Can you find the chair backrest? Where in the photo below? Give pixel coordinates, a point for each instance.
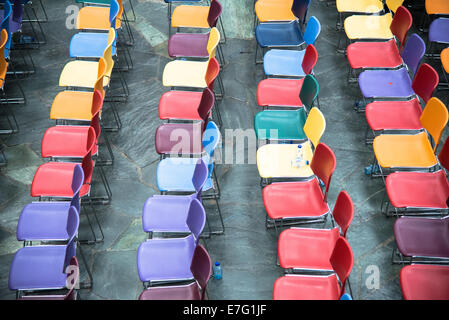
(393, 5)
(443, 156)
(213, 68)
(114, 9)
(425, 82)
(200, 175)
(299, 10)
(309, 91)
(413, 52)
(434, 119)
(343, 212)
(77, 183)
(212, 43)
(201, 268)
(315, 126)
(107, 54)
(323, 165)
(312, 31)
(310, 59)
(342, 261)
(196, 218)
(215, 10)
(401, 24)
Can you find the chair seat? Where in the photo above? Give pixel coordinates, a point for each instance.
(190, 17)
(180, 105)
(359, 6)
(368, 27)
(418, 189)
(95, 18)
(422, 237)
(269, 10)
(275, 161)
(40, 267)
(73, 105)
(166, 214)
(80, 73)
(179, 138)
(166, 259)
(373, 55)
(175, 175)
(394, 115)
(305, 248)
(299, 287)
(437, 7)
(279, 34)
(182, 73)
(401, 151)
(284, 63)
(386, 83)
(294, 200)
(89, 45)
(287, 124)
(279, 92)
(54, 179)
(425, 282)
(184, 292)
(66, 141)
(44, 221)
(188, 45)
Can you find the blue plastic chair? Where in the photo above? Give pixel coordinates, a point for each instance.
(278, 62)
(93, 44)
(283, 34)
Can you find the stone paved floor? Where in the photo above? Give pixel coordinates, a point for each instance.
(247, 251)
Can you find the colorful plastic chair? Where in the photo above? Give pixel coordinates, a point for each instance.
(287, 124)
(302, 201)
(279, 160)
(307, 248)
(396, 151)
(330, 287)
(169, 259)
(201, 269)
(425, 282)
(420, 192)
(292, 63)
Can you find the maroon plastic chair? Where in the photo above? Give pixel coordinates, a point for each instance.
(201, 268)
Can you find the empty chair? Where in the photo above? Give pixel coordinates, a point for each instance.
(302, 201)
(308, 248)
(201, 270)
(328, 287)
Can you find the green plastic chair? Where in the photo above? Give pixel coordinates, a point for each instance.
(287, 124)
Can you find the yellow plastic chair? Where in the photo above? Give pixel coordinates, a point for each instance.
(81, 73)
(396, 151)
(277, 160)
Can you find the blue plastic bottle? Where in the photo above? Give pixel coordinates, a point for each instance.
(218, 273)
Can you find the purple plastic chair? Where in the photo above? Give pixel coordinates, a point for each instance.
(201, 269)
(169, 259)
(422, 237)
(52, 220)
(394, 83)
(41, 267)
(169, 212)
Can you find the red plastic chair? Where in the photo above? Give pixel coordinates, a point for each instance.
(420, 191)
(363, 55)
(73, 141)
(303, 201)
(308, 248)
(425, 282)
(201, 269)
(285, 92)
(305, 287)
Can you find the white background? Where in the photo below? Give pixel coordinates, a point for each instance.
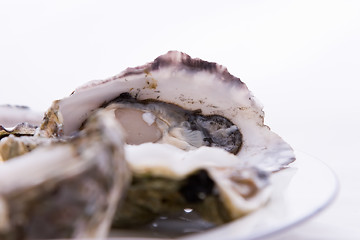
(300, 58)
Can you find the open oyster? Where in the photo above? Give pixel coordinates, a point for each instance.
(194, 133)
(67, 189)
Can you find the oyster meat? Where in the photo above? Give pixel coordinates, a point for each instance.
(184, 119)
(194, 139)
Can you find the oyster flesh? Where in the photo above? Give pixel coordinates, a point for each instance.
(179, 111)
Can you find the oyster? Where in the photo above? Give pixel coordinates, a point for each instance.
(185, 119)
(67, 189)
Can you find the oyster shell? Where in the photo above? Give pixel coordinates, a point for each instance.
(174, 103)
(66, 189)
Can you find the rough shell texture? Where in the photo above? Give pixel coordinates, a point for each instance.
(11, 115)
(192, 84)
(65, 190)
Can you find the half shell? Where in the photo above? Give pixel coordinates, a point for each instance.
(238, 183)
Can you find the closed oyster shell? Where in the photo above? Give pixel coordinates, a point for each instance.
(239, 183)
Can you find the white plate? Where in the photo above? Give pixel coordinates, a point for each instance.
(300, 192)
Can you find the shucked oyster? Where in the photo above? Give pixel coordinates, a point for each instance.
(67, 189)
(185, 119)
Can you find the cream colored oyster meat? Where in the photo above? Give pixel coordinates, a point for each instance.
(178, 113)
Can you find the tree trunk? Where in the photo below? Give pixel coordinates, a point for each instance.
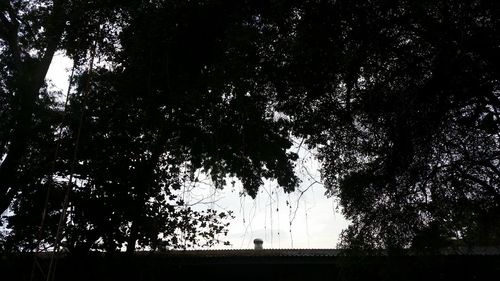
(29, 78)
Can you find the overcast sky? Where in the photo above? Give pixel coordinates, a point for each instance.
(305, 218)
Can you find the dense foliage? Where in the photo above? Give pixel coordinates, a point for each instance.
(401, 98)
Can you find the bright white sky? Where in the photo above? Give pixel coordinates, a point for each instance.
(310, 220)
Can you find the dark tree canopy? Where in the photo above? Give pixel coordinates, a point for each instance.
(401, 98)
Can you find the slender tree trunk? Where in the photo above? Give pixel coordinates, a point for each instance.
(29, 78)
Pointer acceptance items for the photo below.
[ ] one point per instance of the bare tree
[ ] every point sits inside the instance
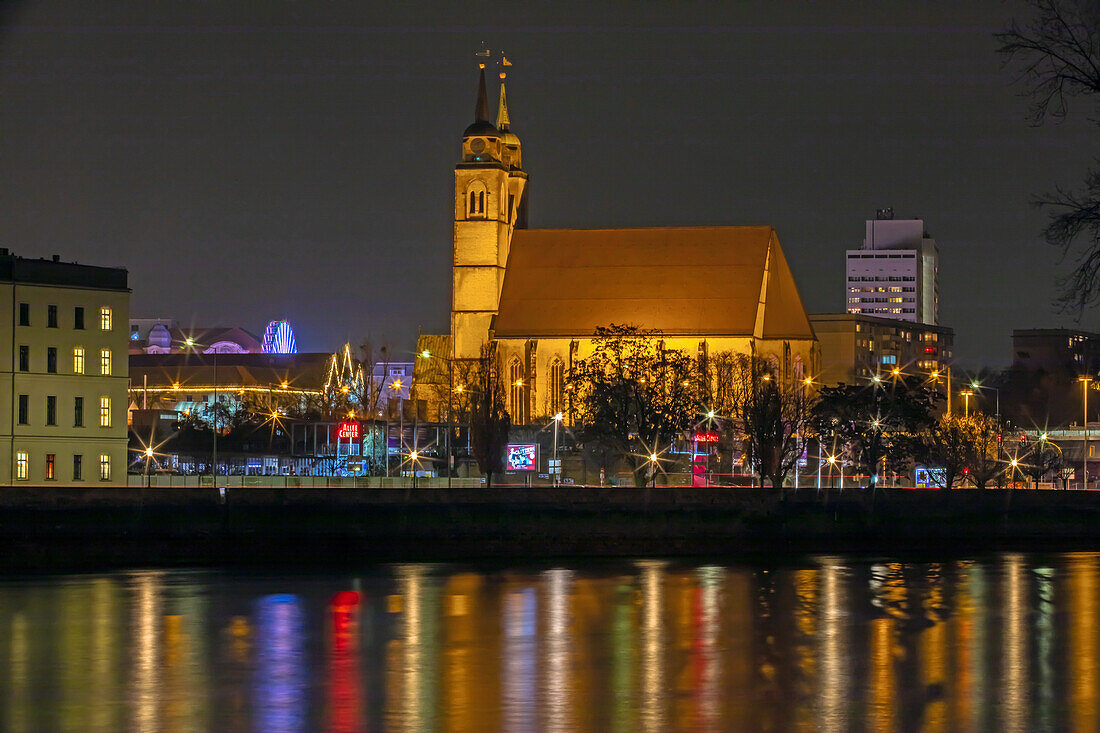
(1056, 54)
(490, 420)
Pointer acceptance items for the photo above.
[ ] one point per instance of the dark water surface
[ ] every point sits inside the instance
(999, 643)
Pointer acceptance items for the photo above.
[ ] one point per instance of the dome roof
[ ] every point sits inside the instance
(481, 129)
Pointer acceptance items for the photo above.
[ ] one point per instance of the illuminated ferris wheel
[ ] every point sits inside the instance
(278, 338)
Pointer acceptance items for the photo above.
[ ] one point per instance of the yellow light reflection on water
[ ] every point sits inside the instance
(1081, 591)
(652, 663)
(1014, 685)
(834, 681)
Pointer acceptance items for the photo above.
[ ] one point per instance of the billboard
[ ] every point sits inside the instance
(348, 431)
(521, 457)
(930, 478)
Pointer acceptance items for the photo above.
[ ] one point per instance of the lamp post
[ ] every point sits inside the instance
(966, 395)
(1085, 453)
(557, 466)
(191, 345)
(149, 457)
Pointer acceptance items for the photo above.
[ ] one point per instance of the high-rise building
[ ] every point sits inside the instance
(894, 274)
(63, 372)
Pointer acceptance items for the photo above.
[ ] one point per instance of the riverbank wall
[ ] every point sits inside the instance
(43, 527)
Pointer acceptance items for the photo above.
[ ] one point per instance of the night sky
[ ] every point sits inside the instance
(249, 161)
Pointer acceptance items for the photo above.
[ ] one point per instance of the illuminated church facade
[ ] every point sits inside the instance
(538, 295)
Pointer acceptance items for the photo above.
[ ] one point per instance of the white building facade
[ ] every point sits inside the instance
(64, 372)
(895, 273)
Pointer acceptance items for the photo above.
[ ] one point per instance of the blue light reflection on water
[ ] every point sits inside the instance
(1007, 642)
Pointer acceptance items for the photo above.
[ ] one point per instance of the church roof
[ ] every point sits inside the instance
(705, 281)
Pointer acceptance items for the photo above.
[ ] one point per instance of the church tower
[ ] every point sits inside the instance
(490, 184)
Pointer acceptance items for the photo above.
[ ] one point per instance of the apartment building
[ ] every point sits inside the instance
(855, 348)
(895, 273)
(63, 372)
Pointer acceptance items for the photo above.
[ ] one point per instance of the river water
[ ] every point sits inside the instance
(998, 643)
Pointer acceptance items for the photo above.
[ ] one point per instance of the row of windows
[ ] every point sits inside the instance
(23, 467)
(892, 288)
(23, 411)
(105, 360)
(105, 317)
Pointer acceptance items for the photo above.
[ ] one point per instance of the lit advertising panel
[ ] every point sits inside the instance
(523, 457)
(348, 430)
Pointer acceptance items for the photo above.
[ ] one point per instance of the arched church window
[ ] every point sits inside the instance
(557, 385)
(476, 198)
(516, 387)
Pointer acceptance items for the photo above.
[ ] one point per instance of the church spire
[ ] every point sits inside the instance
(502, 113)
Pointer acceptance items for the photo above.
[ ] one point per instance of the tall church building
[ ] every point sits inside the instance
(490, 205)
(538, 295)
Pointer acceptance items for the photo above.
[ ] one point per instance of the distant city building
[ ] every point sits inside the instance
(165, 336)
(1056, 349)
(894, 274)
(63, 372)
(855, 347)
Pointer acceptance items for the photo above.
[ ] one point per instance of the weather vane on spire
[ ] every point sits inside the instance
(482, 53)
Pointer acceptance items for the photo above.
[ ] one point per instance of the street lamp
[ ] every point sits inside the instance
(149, 457)
(966, 395)
(191, 345)
(557, 465)
(1085, 453)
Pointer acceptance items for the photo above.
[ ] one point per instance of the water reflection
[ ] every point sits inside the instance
(828, 644)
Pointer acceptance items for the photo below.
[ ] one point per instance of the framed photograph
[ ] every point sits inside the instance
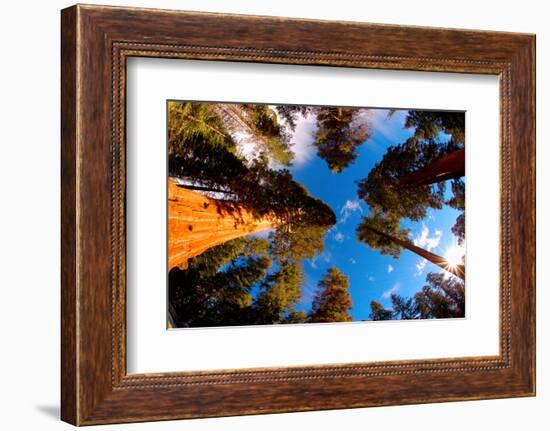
(266, 215)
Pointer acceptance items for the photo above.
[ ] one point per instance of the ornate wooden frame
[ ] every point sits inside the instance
(95, 43)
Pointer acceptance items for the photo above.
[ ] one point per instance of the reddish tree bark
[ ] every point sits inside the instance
(197, 223)
(451, 166)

......

Problem to work on
Show each line of the records that contains the string "light", matching uppercase and lowercase exactly.

The result
[ ] one point per instance of the yellow light reflection on water
[ ] one point per instance of the blue light reflection on water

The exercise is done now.